Dataset rows -
==================================================

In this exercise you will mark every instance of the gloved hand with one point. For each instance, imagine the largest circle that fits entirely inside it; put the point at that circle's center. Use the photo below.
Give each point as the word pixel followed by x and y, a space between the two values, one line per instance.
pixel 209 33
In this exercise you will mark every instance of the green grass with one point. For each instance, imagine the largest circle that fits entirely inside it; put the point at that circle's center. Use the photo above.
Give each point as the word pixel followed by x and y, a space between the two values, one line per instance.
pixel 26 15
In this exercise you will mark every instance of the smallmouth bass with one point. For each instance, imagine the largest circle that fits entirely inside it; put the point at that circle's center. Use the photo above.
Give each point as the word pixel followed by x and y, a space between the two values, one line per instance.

==================================================

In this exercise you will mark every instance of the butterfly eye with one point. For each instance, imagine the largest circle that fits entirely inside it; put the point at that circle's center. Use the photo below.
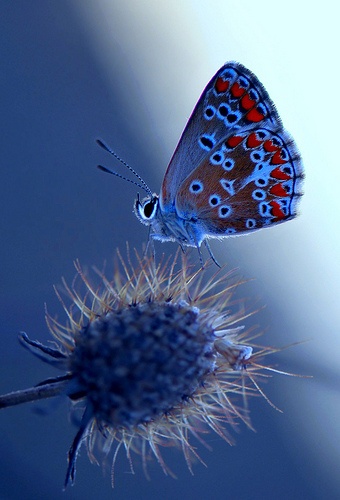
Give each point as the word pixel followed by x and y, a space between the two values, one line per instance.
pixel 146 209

==================================================

Stated problem -
Give the lines of the material above as a JSON list of strings, one string per line with blank lines left out. Begin at the line that has "In this exercise you will mark every instance of the gloved" and stop after the line that has "pixel 26 15".

Expected answer -
[
  "In this exercise you will mark every instance of the gloved hand with one point. For each instance, imagine the largest circle that fits entirely inside it; put the point at that circle's center. Use the photo below.",
  "Give each point as the word pixel followed by x and y, a space between the two values, one line per instance.",
  "pixel 209 33",
  "In this exercise you will mark every instance of the green grass with one point. For each instance, imagine the largest circle that fits entirely inside it; put the point at that circle's center. Use the photo above.",
  "Give each point as the word pixel followed by x and y, a space between the two values, one line per instance.",
  "pixel 26 15"
]